### WHAT TO PRODUCE
Rewrite the items below, swapping each "instance" for "occurrence" and leaving all other text unchanged. Give back only the text of the items, without the pictures.

Image location labeling items:
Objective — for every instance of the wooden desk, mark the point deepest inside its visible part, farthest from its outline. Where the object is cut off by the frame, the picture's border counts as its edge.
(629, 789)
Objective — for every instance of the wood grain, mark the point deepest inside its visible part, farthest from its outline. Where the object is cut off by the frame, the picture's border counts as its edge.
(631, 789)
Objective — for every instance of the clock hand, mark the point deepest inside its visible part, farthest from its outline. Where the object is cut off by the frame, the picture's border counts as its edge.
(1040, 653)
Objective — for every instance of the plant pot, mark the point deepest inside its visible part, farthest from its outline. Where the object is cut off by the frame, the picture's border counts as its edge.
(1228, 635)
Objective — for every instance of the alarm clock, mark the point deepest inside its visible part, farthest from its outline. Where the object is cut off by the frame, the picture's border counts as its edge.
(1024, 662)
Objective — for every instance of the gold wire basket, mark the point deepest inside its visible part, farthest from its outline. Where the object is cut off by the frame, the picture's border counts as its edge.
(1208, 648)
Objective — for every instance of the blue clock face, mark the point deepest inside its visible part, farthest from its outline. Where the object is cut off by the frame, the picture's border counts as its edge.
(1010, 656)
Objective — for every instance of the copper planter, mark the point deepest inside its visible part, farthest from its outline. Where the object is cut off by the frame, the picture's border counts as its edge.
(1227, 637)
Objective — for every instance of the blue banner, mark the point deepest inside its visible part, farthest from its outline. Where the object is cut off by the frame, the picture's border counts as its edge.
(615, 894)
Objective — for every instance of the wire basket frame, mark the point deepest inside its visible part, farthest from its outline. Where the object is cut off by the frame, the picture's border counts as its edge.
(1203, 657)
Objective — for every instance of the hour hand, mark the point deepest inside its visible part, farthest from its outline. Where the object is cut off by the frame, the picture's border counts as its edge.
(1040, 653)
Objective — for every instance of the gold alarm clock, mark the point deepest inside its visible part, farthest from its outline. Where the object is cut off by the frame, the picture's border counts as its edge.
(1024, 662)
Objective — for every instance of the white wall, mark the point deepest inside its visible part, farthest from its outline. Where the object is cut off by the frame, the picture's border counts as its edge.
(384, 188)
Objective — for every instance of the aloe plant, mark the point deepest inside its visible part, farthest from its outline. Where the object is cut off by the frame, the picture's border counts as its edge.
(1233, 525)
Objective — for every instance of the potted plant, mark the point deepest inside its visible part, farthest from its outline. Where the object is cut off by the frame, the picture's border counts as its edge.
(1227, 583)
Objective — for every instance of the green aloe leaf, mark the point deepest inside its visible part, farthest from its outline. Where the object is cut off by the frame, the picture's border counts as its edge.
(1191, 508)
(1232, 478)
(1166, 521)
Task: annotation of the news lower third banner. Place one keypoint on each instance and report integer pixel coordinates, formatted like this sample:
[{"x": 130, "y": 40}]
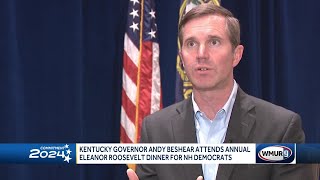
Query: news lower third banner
[{"x": 115, "y": 153}]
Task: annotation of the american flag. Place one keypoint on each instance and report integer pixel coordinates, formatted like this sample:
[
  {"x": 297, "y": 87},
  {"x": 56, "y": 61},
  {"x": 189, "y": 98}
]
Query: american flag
[{"x": 141, "y": 89}]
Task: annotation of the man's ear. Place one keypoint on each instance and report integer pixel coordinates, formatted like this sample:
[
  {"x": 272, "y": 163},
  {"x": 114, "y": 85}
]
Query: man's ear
[
  {"x": 237, "y": 55},
  {"x": 181, "y": 59}
]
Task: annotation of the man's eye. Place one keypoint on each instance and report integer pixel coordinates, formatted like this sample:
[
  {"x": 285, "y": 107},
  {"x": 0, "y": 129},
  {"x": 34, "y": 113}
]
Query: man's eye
[
  {"x": 191, "y": 44},
  {"x": 214, "y": 42}
]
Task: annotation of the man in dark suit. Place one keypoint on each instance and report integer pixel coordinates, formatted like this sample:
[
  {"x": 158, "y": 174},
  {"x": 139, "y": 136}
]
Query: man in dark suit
[{"x": 218, "y": 111}]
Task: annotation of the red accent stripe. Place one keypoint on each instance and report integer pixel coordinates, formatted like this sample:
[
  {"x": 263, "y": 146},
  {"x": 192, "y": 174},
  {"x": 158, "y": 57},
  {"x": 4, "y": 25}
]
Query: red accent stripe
[
  {"x": 128, "y": 107},
  {"x": 145, "y": 83},
  {"x": 130, "y": 68},
  {"x": 123, "y": 136}
]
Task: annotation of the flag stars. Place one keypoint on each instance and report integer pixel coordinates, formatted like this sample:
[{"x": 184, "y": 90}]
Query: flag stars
[
  {"x": 134, "y": 26},
  {"x": 152, "y": 13},
  {"x": 135, "y": 1},
  {"x": 152, "y": 34},
  {"x": 134, "y": 13}
]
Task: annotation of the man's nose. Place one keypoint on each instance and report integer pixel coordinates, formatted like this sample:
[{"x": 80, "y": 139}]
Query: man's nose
[{"x": 202, "y": 52}]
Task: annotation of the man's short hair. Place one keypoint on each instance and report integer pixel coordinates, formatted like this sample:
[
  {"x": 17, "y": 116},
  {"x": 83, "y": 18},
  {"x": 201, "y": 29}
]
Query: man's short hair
[{"x": 232, "y": 23}]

### ANSWER TO THIS PROBLEM
Objective — for every occurrence of the wooden desk, mark the point deepest inside its visible part, farthest from its outline. Where the object is cut off by the frame, the picture's border counts as its edge.
(629, 789)
Objective — for every occurrence of the wood grain, mark the point deepest inside its visible part, farthest from its outline. Where the object is cut off by the frame, the picture's border counts as its edge.
(631, 789)
Objective — for every occurrence of the clock hand, mark the point deepest inside its visible part, farthest from its outline. Where the object is cut off by the frame, the picture's border counts as its edge.
(1040, 653)
Objective — for every occurrence of the plant pot, mark the point deepest inside its visible part, farthest from its outline. Where the object is cut off by the frame, the picture's border counts as its edge.
(1228, 635)
Objective — for every occurrence of the alarm clock, mark the point deepest inside its visible part, farthest from its outline. Where the object is cut off by the frame, the picture's border counts as its edge.
(1024, 662)
Objective — for every occurrence of the gold wire basket, mark the point deepest inside its visible part, farthest from its outline. Where the object is cut off by the frame, the picture's border counts as its edge.
(1208, 648)
Objective — for every occurrence of the blue clock face, mark the point deepest inside its visible part, farthest from its outline. Where the object is cut off by the frame, the picture's border counts as its edge.
(1010, 656)
Objective — for every occurrence of the copper planter, mark the point deepest inside its visible part, farthest from its outline. Where the object is cut off by the frame, the picture's border counts as its edge.
(1227, 637)
Objective — for every occurrence of the blue banner, mark the point deepest inside its visible part, farthest from its outline. Where the object is cut off by the frame, the picture's border counts as its edge.
(615, 894)
Objective — for every occurrence of the wire basket frame, mark the point deepest inside its visible part, farthest from its outline. Where the object is cut off by the frame, the picture's border counts as its edge.
(1203, 657)
Objective — for every occurrence of the hour hand, mark the point deepest inside its visible part, farthest from its outline. Where the object is cut off by the frame, the picture's border counts as its edge.
(1040, 653)
Objective — for every occurrence of the gold alarm clock, mark the point deepest inside its visible part, farthest from its outline. Where the object is cut off by the frame, the picture's border counts as its edge.
(1024, 662)
Objective — for every occurrence of the white wall, mark the point deepest inside its visible part, farthest from its outline. Where the object is cut off by the frame, the picture's border counts as its edge.
(384, 188)
Objective — for every occurrence of the aloe plant, mark the point deepest inside its visible part, farthest from its outline. Where the object is cut off by the frame, the picture's border counts as its edge.
(1233, 525)
Objective — for every occurrence of the potted plant, mark the point deepest inside its visible part, farthest from its outline. Where the object is cut off by the frame, the picture's border counts as its edge.
(1227, 583)
Objective — for every occurrence of the green aloe leaf, mark the point deepest inside its visible part, farthest from its outline. Where the object is cut off by the frame, the picture's border counts as its edge.
(1191, 508)
(1232, 478)
(1166, 521)
Task: annotation of the news lower third banner. Place one keypoint on each occurrence and report integer pixel coordinates, formatted like this sample:
[{"x": 130, "y": 40}]
Query: news lower third banner
[{"x": 115, "y": 153}]
Task: annotation of the american flag. Place one keypoint on each occurrence and report integer pixel coordinates, formatted like this sample:
[
  {"x": 297, "y": 87},
  {"x": 56, "y": 61},
  {"x": 189, "y": 98}
]
Query: american flag
[{"x": 141, "y": 89}]
Task: annotation of the man's ear. Place one keypoint on each occurrence and report integer pixel coordinates, formatted like this sample:
[
  {"x": 272, "y": 163},
  {"x": 114, "y": 85}
]
Query: man's ear
[
  {"x": 237, "y": 55},
  {"x": 181, "y": 59}
]
Task: annotation of the man's eye. Place one keypoint on each occurrence and report integer pixel coordinates, formatted like this sample:
[
  {"x": 285, "y": 107},
  {"x": 0, "y": 129},
  {"x": 34, "y": 113}
]
Query: man's eye
[
  {"x": 191, "y": 44},
  {"x": 214, "y": 42}
]
Task: annotation of the man in dark suit. Place one keypoint on each occurrence and report integer pixel coordinates, formatted like this sample:
[
  {"x": 158, "y": 174},
  {"x": 139, "y": 136}
]
Query: man in dark suit
[{"x": 218, "y": 111}]
Task: annotation of the red accent stripe. Place one keypoint on each occurrence and report integer pixel coordinates, formatted like this sample:
[
  {"x": 263, "y": 146},
  {"x": 192, "y": 174},
  {"x": 158, "y": 57},
  {"x": 4, "y": 25}
]
Query: red accent stripe
[
  {"x": 128, "y": 107},
  {"x": 145, "y": 83},
  {"x": 130, "y": 68},
  {"x": 123, "y": 136}
]
Task: annotation of the flag stars. Place one keypoint on each occurrence and report integer pixel coordinates, formatted like this sample:
[{"x": 184, "y": 90}]
Query: flag stars
[
  {"x": 134, "y": 26},
  {"x": 152, "y": 13},
  {"x": 135, "y": 1},
  {"x": 152, "y": 34},
  {"x": 134, "y": 13}
]
Task: annotation of the man's nose. Place one keypoint on each occurrence and report integer pixel coordinates, formatted like this sample:
[{"x": 80, "y": 139}]
Query: man's nose
[{"x": 202, "y": 52}]
Task: annotation of the man's short hair. Place one keypoint on each occurrence and report integer pixel coordinates, formatted like this sample:
[
  {"x": 17, "y": 116},
  {"x": 83, "y": 18},
  {"x": 201, "y": 29}
]
Query: man's short hair
[{"x": 232, "y": 23}]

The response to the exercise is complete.